▸ TASK DIRECTIONS:
Extract every line in the listing below that contains the word "sweater".

▸ RECORDED DATA:
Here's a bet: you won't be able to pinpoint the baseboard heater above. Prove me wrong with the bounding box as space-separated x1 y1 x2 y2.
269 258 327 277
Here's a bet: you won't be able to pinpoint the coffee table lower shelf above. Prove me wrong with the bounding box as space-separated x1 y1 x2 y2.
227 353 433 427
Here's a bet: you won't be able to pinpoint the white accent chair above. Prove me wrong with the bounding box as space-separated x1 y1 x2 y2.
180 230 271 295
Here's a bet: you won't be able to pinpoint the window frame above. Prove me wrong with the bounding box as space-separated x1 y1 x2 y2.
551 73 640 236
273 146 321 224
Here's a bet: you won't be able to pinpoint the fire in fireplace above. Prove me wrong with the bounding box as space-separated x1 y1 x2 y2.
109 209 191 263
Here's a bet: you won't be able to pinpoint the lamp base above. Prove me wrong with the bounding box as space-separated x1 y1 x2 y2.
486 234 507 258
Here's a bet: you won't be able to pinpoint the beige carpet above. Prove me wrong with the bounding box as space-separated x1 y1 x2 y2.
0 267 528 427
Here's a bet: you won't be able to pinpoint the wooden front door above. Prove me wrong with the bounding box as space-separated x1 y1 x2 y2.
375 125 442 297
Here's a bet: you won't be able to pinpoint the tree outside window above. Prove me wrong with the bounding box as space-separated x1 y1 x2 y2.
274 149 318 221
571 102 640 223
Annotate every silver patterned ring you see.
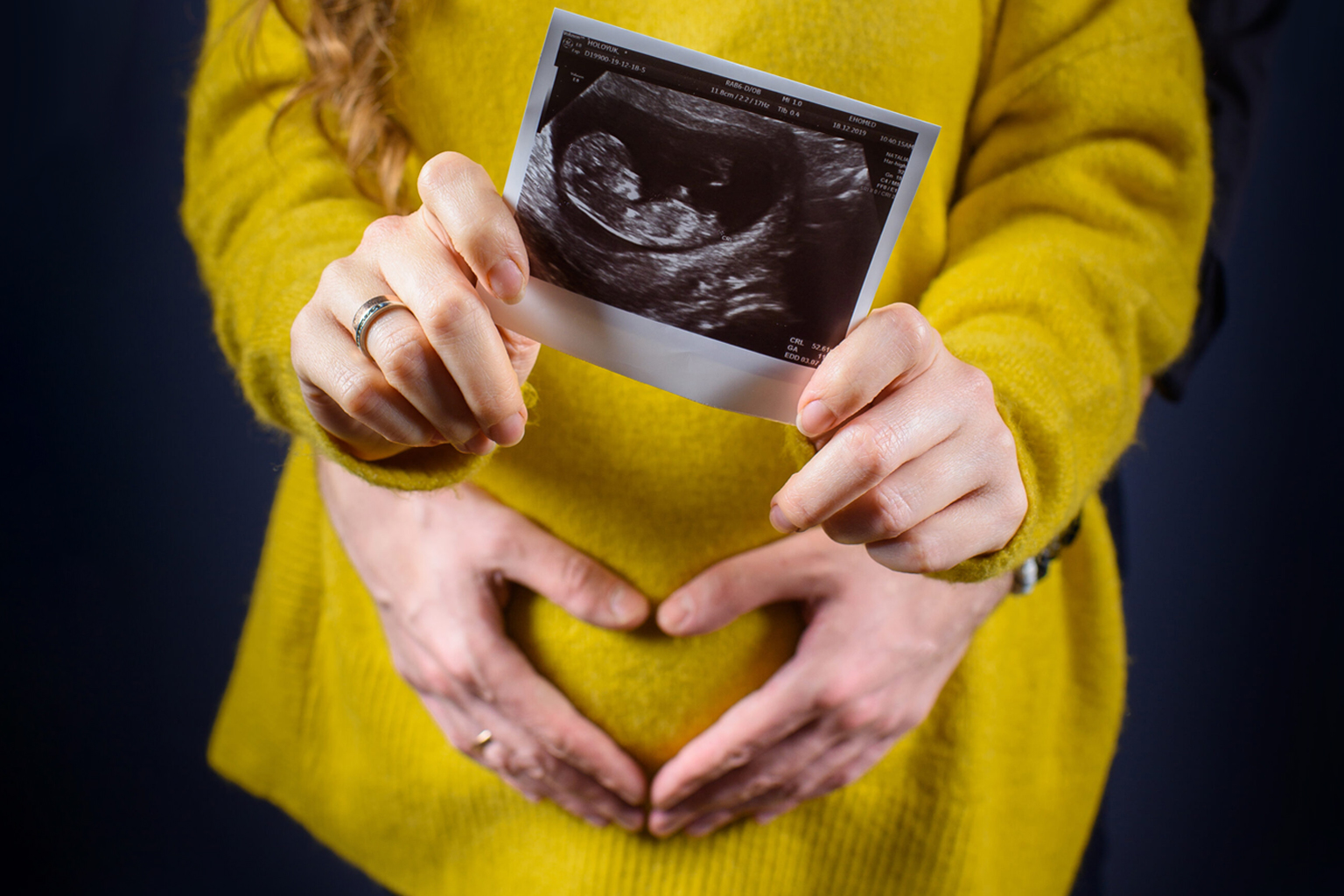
[355,296,401,360]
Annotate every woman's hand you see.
[649,529,1012,836]
[318,458,649,830]
[290,153,537,461]
[770,304,1027,572]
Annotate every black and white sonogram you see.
[517,71,885,357]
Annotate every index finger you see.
[797,302,942,438]
[418,151,528,302]
[650,657,820,810]
[443,612,644,806]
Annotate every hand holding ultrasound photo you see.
[482,10,938,424]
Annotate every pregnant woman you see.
[183,0,1211,896]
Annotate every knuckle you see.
[900,533,955,572]
[836,424,892,481]
[416,151,466,192]
[378,326,426,383]
[742,771,789,799]
[836,696,882,733]
[544,728,578,761]
[555,554,601,608]
[962,364,995,407]
[504,750,555,780]
[430,650,485,697]
[872,486,915,537]
[813,675,858,715]
[313,256,355,292]
[989,419,1018,467]
[336,371,383,421]
[359,215,402,248]
[416,287,476,348]
[416,150,489,201]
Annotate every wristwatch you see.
[1012,513,1083,595]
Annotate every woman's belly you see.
[476,351,805,770]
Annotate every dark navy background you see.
[8,0,1344,896]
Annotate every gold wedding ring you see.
[355,296,397,360]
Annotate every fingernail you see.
[488,411,527,446]
[485,258,523,302]
[462,432,494,454]
[649,811,676,836]
[770,504,798,535]
[798,402,836,435]
[659,598,691,634]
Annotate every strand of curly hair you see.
[253,0,411,213]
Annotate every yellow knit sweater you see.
[183,0,1211,896]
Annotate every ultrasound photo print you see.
[517,71,883,357]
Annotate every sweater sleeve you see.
[181,0,502,489]
[920,0,1212,580]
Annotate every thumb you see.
[499,524,649,628]
[657,536,816,635]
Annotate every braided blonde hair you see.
[254,0,411,213]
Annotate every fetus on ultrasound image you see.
[517,73,882,357]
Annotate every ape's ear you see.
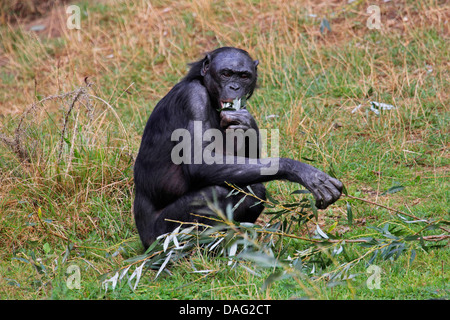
[200,53,211,77]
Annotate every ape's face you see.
[202,49,258,108]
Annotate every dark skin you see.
[134,47,343,248]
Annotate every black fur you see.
[134,47,342,247]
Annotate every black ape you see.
[134,47,342,247]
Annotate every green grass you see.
[0,1,450,300]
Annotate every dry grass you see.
[0,0,450,300]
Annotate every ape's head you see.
[200,47,259,108]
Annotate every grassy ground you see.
[0,0,450,299]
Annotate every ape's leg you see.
[134,184,266,248]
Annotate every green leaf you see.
[347,202,353,226]
[262,271,286,291]
[291,189,311,194]
[381,186,405,196]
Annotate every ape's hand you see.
[288,161,344,209]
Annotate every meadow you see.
[0,0,450,300]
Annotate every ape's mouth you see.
[219,97,247,111]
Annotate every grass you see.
[0,0,450,300]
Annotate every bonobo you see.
[134,47,343,248]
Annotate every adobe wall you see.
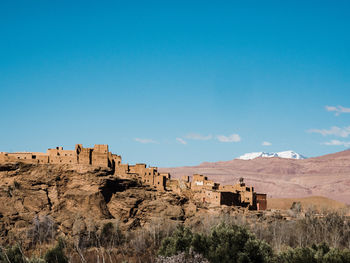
[256,193,267,210]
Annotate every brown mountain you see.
[160,150,350,204]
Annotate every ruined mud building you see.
[0,144,266,210]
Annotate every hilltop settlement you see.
[0,144,267,210]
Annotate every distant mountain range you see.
[237,151,306,160]
[160,150,350,204]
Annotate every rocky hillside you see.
[0,163,200,248]
[160,150,350,204]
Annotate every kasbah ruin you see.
[0,144,267,210]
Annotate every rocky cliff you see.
[0,163,200,248]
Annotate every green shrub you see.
[159,224,274,263]
[44,239,68,263]
[277,243,350,263]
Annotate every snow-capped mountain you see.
[236,151,306,160]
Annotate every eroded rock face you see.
[0,163,190,248]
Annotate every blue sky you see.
[0,1,350,166]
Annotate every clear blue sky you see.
[0,1,350,166]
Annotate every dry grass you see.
[267,196,348,211]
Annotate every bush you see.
[277,243,350,263]
[44,239,68,263]
[159,224,274,263]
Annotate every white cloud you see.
[176,138,187,145]
[134,138,157,143]
[325,106,350,116]
[308,126,350,138]
[216,134,241,142]
[322,140,350,147]
[185,133,213,141]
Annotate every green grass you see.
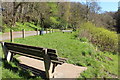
[7,32,118,78]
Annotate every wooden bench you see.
[1,42,66,80]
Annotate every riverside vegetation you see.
[3,23,118,78]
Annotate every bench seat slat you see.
[10,51,64,65]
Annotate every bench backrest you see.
[4,42,58,60]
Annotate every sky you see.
[71,0,120,13]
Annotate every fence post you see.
[22,29,25,38]
[46,28,47,34]
[52,29,53,33]
[10,29,14,42]
[36,29,39,35]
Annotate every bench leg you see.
[1,42,8,60]
[44,48,53,80]
[7,51,13,62]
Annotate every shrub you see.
[79,22,118,52]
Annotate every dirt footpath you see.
[18,56,87,78]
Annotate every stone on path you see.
[17,56,87,78]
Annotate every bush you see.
[79,22,118,52]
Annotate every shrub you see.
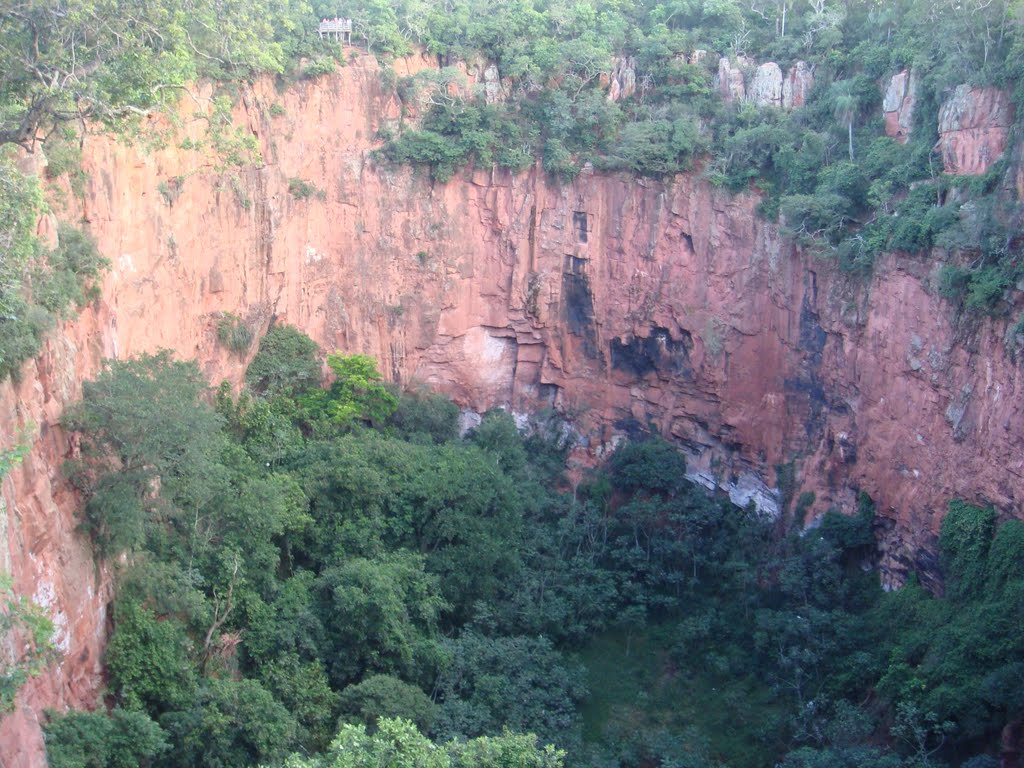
[246,326,321,395]
[217,312,253,355]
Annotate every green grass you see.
[581,624,785,768]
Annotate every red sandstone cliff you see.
[0,52,1024,768]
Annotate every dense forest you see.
[0,0,1024,382]
[0,0,1024,768]
[32,326,1024,768]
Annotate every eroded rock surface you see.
[0,52,1024,768]
[782,61,814,110]
[882,70,918,143]
[938,85,1014,176]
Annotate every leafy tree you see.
[66,351,224,555]
[106,601,196,714]
[318,551,444,683]
[327,353,398,425]
[246,326,321,396]
[160,679,297,768]
[436,631,587,746]
[285,718,565,768]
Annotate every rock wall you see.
[937,85,1014,176]
[716,56,814,110]
[882,70,918,143]
[0,52,1024,768]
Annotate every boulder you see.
[746,61,782,106]
[882,70,918,143]
[782,61,814,110]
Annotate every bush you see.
[246,326,321,396]
[339,675,437,733]
[217,312,253,356]
[43,709,168,768]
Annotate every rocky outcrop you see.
[608,56,637,101]
[0,51,1024,768]
[746,61,782,106]
[715,56,752,103]
[714,56,814,110]
[782,61,814,110]
[882,70,918,143]
[937,85,1014,176]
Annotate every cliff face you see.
[0,52,1024,768]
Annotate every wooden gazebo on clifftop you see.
[316,16,352,45]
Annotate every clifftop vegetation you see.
[0,0,1024,385]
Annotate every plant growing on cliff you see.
[0,573,55,717]
[0,155,108,378]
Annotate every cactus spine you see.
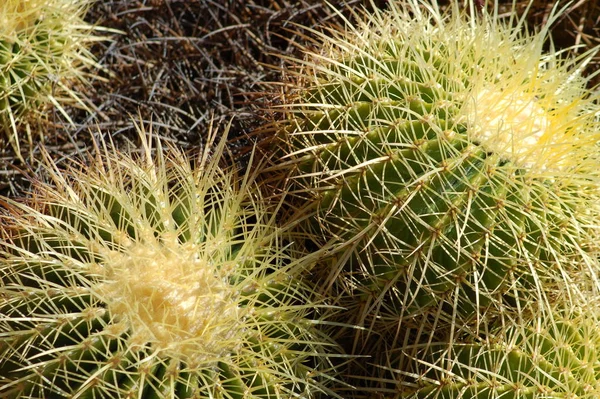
[274,0,600,352]
[0,0,98,153]
[0,126,338,399]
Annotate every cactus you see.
[380,303,600,399]
[0,126,333,399]
[267,0,600,343]
[0,0,98,153]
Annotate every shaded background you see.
[0,0,600,197]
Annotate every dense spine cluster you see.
[0,0,98,150]
[275,1,600,346]
[0,130,333,399]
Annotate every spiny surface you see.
[391,304,600,399]
[0,0,98,153]
[0,130,338,399]
[271,0,600,360]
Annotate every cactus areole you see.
[278,0,600,329]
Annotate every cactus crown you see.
[0,126,338,398]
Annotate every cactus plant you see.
[268,0,600,343]
[382,301,600,399]
[0,126,333,399]
[0,0,98,153]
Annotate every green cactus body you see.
[395,307,600,399]
[0,0,98,150]
[0,132,333,399]
[275,1,600,340]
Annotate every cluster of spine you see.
[269,0,600,398]
[0,130,333,399]
[372,301,600,399]
[0,0,96,150]
[0,0,600,399]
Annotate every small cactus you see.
[0,0,98,152]
[269,0,600,344]
[0,126,332,399]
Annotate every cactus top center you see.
[466,88,560,170]
[97,242,240,362]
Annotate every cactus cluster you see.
[0,129,334,399]
[0,0,600,399]
[274,1,600,350]
[0,0,97,152]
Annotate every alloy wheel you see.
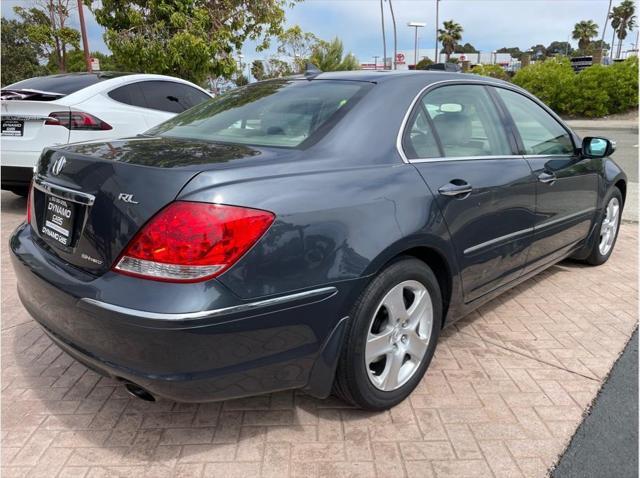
[365,280,433,392]
[599,197,620,256]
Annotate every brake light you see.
[44,111,113,131]
[113,201,275,282]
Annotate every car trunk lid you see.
[31,138,272,275]
[0,100,70,151]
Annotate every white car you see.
[0,72,212,195]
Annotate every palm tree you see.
[609,0,636,58]
[438,20,463,61]
[572,20,598,50]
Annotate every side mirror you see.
[582,136,616,158]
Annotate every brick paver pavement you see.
[2,192,638,478]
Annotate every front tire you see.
[585,188,622,266]
[334,257,442,410]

▸ FINAL RESULT:
Annotate every yellow knit sweater you see.
Annotate every sweater sleeve you see.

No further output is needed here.